--- START ---

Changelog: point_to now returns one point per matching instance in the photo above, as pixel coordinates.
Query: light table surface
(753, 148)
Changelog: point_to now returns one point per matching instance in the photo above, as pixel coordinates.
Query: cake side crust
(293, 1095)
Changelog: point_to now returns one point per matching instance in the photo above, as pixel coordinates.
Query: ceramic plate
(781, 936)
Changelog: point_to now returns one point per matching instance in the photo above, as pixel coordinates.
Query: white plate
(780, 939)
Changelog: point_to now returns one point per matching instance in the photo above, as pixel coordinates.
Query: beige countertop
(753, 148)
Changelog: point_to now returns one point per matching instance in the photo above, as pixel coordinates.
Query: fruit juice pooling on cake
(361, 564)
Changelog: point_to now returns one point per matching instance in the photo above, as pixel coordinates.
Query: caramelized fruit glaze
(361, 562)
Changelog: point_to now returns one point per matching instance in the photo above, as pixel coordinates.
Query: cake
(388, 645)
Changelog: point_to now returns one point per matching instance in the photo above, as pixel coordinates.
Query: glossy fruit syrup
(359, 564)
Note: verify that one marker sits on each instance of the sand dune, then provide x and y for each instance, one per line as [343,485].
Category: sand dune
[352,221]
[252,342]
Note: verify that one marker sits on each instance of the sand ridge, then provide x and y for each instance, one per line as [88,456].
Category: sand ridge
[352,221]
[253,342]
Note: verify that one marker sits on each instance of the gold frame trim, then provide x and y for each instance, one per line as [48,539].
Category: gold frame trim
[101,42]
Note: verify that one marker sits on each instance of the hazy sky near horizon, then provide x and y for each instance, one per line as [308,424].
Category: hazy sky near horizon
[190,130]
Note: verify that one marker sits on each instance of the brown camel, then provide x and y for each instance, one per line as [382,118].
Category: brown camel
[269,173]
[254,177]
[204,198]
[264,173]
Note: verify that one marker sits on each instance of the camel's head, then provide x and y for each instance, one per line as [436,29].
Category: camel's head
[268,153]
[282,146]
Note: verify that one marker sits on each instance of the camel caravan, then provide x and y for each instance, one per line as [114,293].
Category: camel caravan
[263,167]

--- END ---

◆ THE PROBLEM ◆
Convert the records, starting at the line that contains "line as [436,29]." and ending at the end of the records, into a two-column CSV with the headers input and output. Give one row per record, with its text and its answer each in a single quoted field and line breaks replaced by spaces.

◆ OUTPUT ◆
input,output
"Note: verify that one marker sits on each instance of the camel's head, then provide x and y for each instance, one per line as [436,29]. Category: camel's head","[268,153] [282,146]"
"Note: verify that one marker sits on each instance of the camel caravan, then provide x and y for each instance, one per line as [114,293]. Category: camel caravan","[263,167]"